▶ _Estratto_:

* * *

La fascicolazione non aiuta a illuminare le traversie della primitiva unità (ff. 1-51) del codice attuale. Evidenti segni di risarcimento alla piega dei fogli in legatura lasciano aperta la possìbilità che il restauro (non recentissimo) non abbia riprodotto la fascicolazione originaria, e i fogli entro il fascicolo. Cartulazioni concorrenti e fascicoli mancanti mostrano che il codice trecentesco fosse in pessimo stato, in parte slegato, mutilo di molte carte, quando sottoposto al restauro. La tipologia delle mutilazioni nel LP depone a favore d’un originale stato del codice che contenesse l’integrale volgarizzamento dell’opera riccoldiana. Lo confermano i rinvii del volgarizzatore a quanto raccontato «sopra», assenti nell’originale latino. Quattro rinvii, «come comincianmo a ddire» (15r 11), «come di sopra dicenmo» (16r 4ult), «ma come di sopra dicenmo» (19v 10), «come noi già ditto abbiamo» (22v 5), trovano regolare riscontro nelle sezioni precedentemente tradotte. Un quinto, di fatto il primo della serie, non ha riscontro nelle attuali carte del codice: «Ma quazi ad mezza via [tra Mosul e Baghdad] trovanmo una cità nella quale erano molti heretici maroniti dal monte di Libano, li quali - come dicenmo di sopra - diceno che Cristo fu pure una volontà» (14v), che traduce LP ff. 13vb-14ra (vedi sotto, brano numerato 11a). Rinvia a quanto antecedentemente annotato sui maroniti nel corso del viaggio da Acri alla Cilicia: «Inde... vidimus... montem Libani, ubi sunt maronite, qui dicunt in Christo unam esse voluntatem» (LP f. 6ra). Il volgarizzatore aveva di certo tradotto questo brano, se vi rinvia di sua iniziativa e con esattezza. Il brano era della sezione a ridosso del racconto lasciato in tronco a fine carta 5v, là dove, tra carta 5 e 6, risulta caduto un fascicolo.

* * *

▶ _Voci estratte_:
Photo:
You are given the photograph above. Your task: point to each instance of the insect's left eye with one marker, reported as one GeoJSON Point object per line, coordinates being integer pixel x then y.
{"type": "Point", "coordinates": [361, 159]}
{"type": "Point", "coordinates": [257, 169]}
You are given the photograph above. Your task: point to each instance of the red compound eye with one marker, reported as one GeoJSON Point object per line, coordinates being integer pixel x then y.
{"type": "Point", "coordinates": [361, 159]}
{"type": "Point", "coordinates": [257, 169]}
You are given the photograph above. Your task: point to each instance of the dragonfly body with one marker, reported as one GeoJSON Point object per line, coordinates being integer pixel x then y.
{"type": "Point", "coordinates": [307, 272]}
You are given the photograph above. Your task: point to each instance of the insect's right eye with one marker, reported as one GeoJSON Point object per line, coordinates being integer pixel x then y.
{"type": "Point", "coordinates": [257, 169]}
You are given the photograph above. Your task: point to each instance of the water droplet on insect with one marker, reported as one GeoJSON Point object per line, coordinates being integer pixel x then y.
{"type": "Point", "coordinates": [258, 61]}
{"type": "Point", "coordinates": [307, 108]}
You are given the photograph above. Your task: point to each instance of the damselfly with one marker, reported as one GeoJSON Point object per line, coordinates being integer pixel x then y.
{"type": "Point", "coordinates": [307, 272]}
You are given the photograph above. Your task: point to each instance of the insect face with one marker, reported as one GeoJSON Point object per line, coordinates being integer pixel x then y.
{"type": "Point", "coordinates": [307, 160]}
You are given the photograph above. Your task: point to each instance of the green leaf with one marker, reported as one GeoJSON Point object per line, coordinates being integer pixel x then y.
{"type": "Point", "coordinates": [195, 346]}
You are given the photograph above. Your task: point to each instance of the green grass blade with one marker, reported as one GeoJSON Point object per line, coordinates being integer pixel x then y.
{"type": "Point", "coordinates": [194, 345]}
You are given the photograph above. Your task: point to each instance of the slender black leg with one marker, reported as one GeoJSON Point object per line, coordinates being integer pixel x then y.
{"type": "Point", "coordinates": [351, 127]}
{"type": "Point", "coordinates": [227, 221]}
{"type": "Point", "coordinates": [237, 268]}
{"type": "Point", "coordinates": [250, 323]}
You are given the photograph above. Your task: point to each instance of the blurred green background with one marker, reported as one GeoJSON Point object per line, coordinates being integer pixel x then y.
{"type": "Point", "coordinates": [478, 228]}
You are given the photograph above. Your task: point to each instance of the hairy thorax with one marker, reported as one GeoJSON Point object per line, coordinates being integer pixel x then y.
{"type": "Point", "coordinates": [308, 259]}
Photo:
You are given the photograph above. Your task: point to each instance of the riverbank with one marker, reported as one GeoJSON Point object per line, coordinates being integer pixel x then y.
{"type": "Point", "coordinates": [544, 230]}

* * *

▶ _Da svolgere_:
[A] Riporta i quattro rinvii del volgarizzatore che, secondo l'estratto sul codice, trovano regolare riscontro nelle sezioni tradotte in precedenza, ciascuno con la sua collocazione.
[B] Prosegui l'estratto sul codice trecentesco dopo la sua ultima frase.

▶ _Risposte per compito_:
[A]
- «come comincianmo a ddire» (15r 11)
- «come di sopra dicenmo» (16r 4ult)
- «ma come di sopra dicenmo» (19v 10)
- «come noi già ditto abbiamo» (22v 5)

[B]
La medesima mano che scrive i volgari LP ed Epistola I (e l'intera sezione ff. 1-51 del primitivo codice, salva nota latina a f. 48v) svolge anche attività correttoria sugli usuali errori di copia. Un esempio:
Er<r>ano anco indel misterio della santa ternità dicendo che Padre e Fìgliuolo e Spirito santo sono tre qualitadi. Unde in lingua arabica la chianzano thelace safat, che viene a ddire tre qualitadi. Anco li giacobini... (14r)
Quanto in corsivo è scritto al margine destro con segno di richiamo: ripara omissione di copia per omeoteleuto su tre qualitadi. Altri casi li si leggono nelle note in calce a edizione di Ep. I.
Ma sempre la medesima mano dispiega anche attività scrittoria non riducibile a correzione d’errori di copia. Per intendere appieno tali interventi metto a fronte testo latino e suo volgarizzamento; quest’ultimo trascritto secondo i criteri di ed. Ep. I, salvo quando rappresentazione paleografica consigli trascrizione diplomatica. Annoto che il volgarizzatore, in linea col genere letterario, esplica talvolta ai propri lettori passaggi dottrinali dalla tecnica concisione o quanto l’originale latino suppone risaputo.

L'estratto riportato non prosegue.